**The exercise**
The data below needs to be returned exactly, line for line.

-=-=-

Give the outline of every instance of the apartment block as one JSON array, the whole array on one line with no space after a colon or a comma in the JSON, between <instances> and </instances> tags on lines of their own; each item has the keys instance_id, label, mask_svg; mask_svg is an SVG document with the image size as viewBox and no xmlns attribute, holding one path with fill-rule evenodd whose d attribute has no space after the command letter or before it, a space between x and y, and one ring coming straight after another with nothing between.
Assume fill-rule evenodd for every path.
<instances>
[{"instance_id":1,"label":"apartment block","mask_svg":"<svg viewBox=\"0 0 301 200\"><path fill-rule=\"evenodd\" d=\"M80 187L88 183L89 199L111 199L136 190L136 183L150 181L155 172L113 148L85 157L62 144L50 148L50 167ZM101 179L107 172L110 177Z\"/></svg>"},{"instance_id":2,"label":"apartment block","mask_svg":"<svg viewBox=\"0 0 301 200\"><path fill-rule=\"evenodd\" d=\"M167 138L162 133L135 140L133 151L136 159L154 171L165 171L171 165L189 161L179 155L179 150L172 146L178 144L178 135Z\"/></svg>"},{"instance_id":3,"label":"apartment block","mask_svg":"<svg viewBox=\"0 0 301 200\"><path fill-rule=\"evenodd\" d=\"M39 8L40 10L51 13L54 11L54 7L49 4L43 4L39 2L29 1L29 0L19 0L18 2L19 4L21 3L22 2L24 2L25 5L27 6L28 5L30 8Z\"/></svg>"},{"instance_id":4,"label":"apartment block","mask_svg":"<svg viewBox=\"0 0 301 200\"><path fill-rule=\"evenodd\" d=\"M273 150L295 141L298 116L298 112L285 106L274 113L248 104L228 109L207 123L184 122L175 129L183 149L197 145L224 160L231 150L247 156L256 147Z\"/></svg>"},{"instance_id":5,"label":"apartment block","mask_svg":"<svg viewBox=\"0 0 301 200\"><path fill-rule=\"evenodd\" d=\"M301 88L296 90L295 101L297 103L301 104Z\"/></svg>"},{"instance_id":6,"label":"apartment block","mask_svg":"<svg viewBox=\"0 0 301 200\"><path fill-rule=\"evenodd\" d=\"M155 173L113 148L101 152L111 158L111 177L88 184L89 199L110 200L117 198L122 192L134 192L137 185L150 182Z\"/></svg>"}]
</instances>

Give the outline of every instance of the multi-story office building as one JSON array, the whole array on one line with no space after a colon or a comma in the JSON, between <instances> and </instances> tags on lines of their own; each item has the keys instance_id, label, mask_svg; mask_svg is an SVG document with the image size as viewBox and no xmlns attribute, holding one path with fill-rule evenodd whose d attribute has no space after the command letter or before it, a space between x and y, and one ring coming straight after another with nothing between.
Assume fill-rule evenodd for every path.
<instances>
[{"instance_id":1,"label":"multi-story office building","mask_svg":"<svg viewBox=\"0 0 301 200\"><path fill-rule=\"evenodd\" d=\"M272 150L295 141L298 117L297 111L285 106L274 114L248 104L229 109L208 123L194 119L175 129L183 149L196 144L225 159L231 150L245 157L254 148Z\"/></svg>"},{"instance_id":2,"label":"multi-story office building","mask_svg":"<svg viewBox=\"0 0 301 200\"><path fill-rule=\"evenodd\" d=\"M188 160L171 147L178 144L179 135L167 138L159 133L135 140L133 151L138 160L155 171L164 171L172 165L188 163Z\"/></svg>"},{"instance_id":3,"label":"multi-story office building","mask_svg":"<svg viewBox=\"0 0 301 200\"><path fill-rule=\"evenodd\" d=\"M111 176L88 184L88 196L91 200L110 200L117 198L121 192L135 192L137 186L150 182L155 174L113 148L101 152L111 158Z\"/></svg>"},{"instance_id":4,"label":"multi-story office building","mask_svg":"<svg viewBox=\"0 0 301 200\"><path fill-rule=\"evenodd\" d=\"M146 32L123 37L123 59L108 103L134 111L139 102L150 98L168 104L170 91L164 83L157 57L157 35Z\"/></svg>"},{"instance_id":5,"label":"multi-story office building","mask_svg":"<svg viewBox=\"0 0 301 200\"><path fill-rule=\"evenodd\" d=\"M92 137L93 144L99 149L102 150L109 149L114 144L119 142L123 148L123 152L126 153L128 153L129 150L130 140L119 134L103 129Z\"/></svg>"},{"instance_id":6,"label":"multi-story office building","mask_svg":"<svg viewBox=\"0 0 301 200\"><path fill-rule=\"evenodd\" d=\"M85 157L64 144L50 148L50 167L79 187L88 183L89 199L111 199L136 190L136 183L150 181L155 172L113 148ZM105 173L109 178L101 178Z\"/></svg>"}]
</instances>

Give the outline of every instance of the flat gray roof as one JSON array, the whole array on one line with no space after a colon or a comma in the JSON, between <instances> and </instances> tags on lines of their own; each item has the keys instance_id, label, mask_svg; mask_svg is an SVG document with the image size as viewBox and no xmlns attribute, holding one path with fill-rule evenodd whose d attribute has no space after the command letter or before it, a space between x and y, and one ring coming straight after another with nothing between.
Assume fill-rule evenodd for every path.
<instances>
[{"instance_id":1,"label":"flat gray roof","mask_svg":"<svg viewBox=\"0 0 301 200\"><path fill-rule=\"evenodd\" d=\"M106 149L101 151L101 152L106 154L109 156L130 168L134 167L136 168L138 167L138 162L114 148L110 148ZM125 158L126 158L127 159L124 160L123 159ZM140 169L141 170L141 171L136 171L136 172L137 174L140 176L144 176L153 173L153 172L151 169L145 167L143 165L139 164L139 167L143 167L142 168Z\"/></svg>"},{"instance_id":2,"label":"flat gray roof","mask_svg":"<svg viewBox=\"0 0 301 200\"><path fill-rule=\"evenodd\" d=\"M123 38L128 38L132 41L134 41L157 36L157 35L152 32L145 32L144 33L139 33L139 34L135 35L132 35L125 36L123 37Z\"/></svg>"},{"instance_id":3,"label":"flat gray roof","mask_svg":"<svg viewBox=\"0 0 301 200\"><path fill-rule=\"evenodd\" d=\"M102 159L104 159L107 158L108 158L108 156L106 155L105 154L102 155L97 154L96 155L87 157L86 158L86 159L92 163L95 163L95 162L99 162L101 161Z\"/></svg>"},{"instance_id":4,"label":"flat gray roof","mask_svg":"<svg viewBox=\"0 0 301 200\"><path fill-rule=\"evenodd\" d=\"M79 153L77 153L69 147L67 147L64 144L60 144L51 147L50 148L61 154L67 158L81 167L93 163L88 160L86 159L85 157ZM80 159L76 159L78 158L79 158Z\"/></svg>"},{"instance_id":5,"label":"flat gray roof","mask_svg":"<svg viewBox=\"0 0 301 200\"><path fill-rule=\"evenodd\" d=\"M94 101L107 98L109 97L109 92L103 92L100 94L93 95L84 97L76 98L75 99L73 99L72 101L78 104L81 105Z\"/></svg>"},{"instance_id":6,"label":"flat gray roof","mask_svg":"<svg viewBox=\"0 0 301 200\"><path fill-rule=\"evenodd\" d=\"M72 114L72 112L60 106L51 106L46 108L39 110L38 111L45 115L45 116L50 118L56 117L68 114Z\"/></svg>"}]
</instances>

-=-=-

**Full output**
Give the outline of every instance of the apartment block as one JSON array, the whole array on one line with no space after a colon or a comma in the JSON, between <instances> and </instances> tags on lines of their own; each item has the keys instance_id, label, mask_svg; mask_svg is an SVG document with the image size as viewBox and no xmlns attribute, holding one path with fill-rule evenodd whose d attribute has no space after the command letter or before it, a space between x and y, and one ring coming straight after another with nothing between.
Assume fill-rule evenodd for every path.
<instances>
[{"instance_id":1,"label":"apartment block","mask_svg":"<svg viewBox=\"0 0 301 200\"><path fill-rule=\"evenodd\" d=\"M80 187L88 183L89 199L111 199L136 190L136 183L150 181L155 172L113 148L85 157L62 144L50 148L50 167ZM101 179L107 172L110 177Z\"/></svg>"},{"instance_id":2,"label":"apartment block","mask_svg":"<svg viewBox=\"0 0 301 200\"><path fill-rule=\"evenodd\" d=\"M167 138L162 133L135 140L133 151L136 159L154 171L165 171L171 165L189 161L179 155L179 150L172 146L178 144L178 135Z\"/></svg>"},{"instance_id":3,"label":"apartment block","mask_svg":"<svg viewBox=\"0 0 301 200\"><path fill-rule=\"evenodd\" d=\"M39 8L40 10L51 13L54 11L54 7L49 4L43 4L39 2L29 1L29 0L19 0L18 2L19 4L21 3L22 2L24 2L25 5L27 6L28 5L30 8Z\"/></svg>"},{"instance_id":4,"label":"apartment block","mask_svg":"<svg viewBox=\"0 0 301 200\"><path fill-rule=\"evenodd\" d=\"M273 150L295 141L298 116L298 112L285 106L274 113L248 104L228 109L207 123L184 122L175 129L183 149L197 145L224 160L231 150L247 156L256 147Z\"/></svg>"},{"instance_id":5,"label":"apartment block","mask_svg":"<svg viewBox=\"0 0 301 200\"><path fill-rule=\"evenodd\" d=\"M301 88L296 90L295 101L297 103L301 104Z\"/></svg>"},{"instance_id":6,"label":"apartment block","mask_svg":"<svg viewBox=\"0 0 301 200\"><path fill-rule=\"evenodd\" d=\"M155 173L113 148L101 152L111 158L111 177L88 184L89 199L110 200L117 198L122 192L134 192L137 185L150 182Z\"/></svg>"}]
</instances>

Give the outline of every instance of the multi-story office building as one JSON array, the whole array on one line with no space after a colon or a comma in the JSON, between <instances> and </instances> tags on lines of their own; each item has the keys instance_id, label, mask_svg; mask_svg is an SVG document with the image size as viewBox and no xmlns attribute, holding one path with fill-rule evenodd whose d attribute has no space after the command letter or before it, a space between x and y, and one ring coming straight after another with nothing between.
Assume fill-rule evenodd for every path.
<instances>
[{"instance_id":1,"label":"multi-story office building","mask_svg":"<svg viewBox=\"0 0 301 200\"><path fill-rule=\"evenodd\" d=\"M272 150L295 141L298 117L297 111L285 106L274 114L248 104L229 109L208 123L194 119L175 129L183 149L196 144L225 159L231 150L245 157L254 148Z\"/></svg>"},{"instance_id":2,"label":"multi-story office building","mask_svg":"<svg viewBox=\"0 0 301 200\"><path fill-rule=\"evenodd\" d=\"M188 160L171 147L178 144L179 135L167 138L159 133L135 140L133 151L138 160L155 171L164 171L172 165L188 163Z\"/></svg>"},{"instance_id":3,"label":"multi-story office building","mask_svg":"<svg viewBox=\"0 0 301 200\"><path fill-rule=\"evenodd\" d=\"M111 176L88 184L88 196L91 200L110 200L117 198L121 192L135 192L137 186L150 182L155 174L113 148L101 152L111 158Z\"/></svg>"},{"instance_id":4,"label":"multi-story office building","mask_svg":"<svg viewBox=\"0 0 301 200\"><path fill-rule=\"evenodd\" d=\"M146 32L123 37L123 59L108 103L134 111L139 102L150 98L168 104L170 91L164 83L157 57L157 35Z\"/></svg>"},{"instance_id":5,"label":"multi-story office building","mask_svg":"<svg viewBox=\"0 0 301 200\"><path fill-rule=\"evenodd\" d=\"M92 137L93 144L99 149L102 150L109 149L114 144L119 142L123 148L123 152L126 153L128 153L129 150L130 140L119 134L103 129Z\"/></svg>"},{"instance_id":6,"label":"multi-story office building","mask_svg":"<svg viewBox=\"0 0 301 200\"><path fill-rule=\"evenodd\" d=\"M85 157L64 144L50 148L50 167L79 187L88 183L89 199L111 199L136 190L136 183L150 181L155 172L113 148ZM105 173L109 178L101 178Z\"/></svg>"}]
</instances>

Give the outline of every instance of the flat gray roof as one JSON array, the whole array on one line with no space after a colon or a comma in the JSON, between <instances> and </instances> tags on lines of their own; each item has the keys instance_id, label, mask_svg; mask_svg is an SVG document with the image size as viewBox and no xmlns attribute, holding one path with fill-rule evenodd whose d attribute has no space after the command letter or before it, a space between x and y, and one ring coming straight after another with nothing between.
Assume fill-rule evenodd for every path.
<instances>
[{"instance_id":1,"label":"flat gray roof","mask_svg":"<svg viewBox=\"0 0 301 200\"><path fill-rule=\"evenodd\" d=\"M106 149L101 151L101 152L106 154L109 156L130 168L134 167L136 168L138 167L138 162L114 148L110 148ZM125 158L126 158L127 159L124 160L123 159ZM140 169L141 170L141 171L136 171L136 172L137 174L140 176L144 176L153 173L153 172L151 169L145 167L143 165L139 164L139 167L143 167L142 168Z\"/></svg>"},{"instance_id":2,"label":"flat gray roof","mask_svg":"<svg viewBox=\"0 0 301 200\"><path fill-rule=\"evenodd\" d=\"M123 38L128 38L132 41L134 41L157 36L157 35L152 32L145 32L144 33L139 33L139 34L135 35L132 35L125 36L123 37Z\"/></svg>"},{"instance_id":3,"label":"flat gray roof","mask_svg":"<svg viewBox=\"0 0 301 200\"><path fill-rule=\"evenodd\" d=\"M102 159L104 159L107 158L108 158L108 156L106 155L105 154L102 155L97 154L96 155L87 157L86 158L86 159L92 163L95 163L95 162L99 162L101 161Z\"/></svg>"},{"instance_id":4,"label":"flat gray roof","mask_svg":"<svg viewBox=\"0 0 301 200\"><path fill-rule=\"evenodd\" d=\"M79 153L77 153L69 147L67 147L64 144L60 144L51 147L50 148L61 154L67 158L81 167L93 163L88 160L86 159L85 157ZM80 159L76 159L78 158L79 158Z\"/></svg>"},{"instance_id":5,"label":"flat gray roof","mask_svg":"<svg viewBox=\"0 0 301 200\"><path fill-rule=\"evenodd\" d=\"M94 101L107 98L109 97L109 92L103 92L100 94L93 95L84 97L76 98L75 99L73 99L72 101L78 104L81 105Z\"/></svg>"},{"instance_id":6,"label":"flat gray roof","mask_svg":"<svg viewBox=\"0 0 301 200\"><path fill-rule=\"evenodd\" d=\"M72 114L72 112L60 106L51 106L46 108L39 110L38 111L45 115L45 116L50 118L56 117L68 114Z\"/></svg>"}]
</instances>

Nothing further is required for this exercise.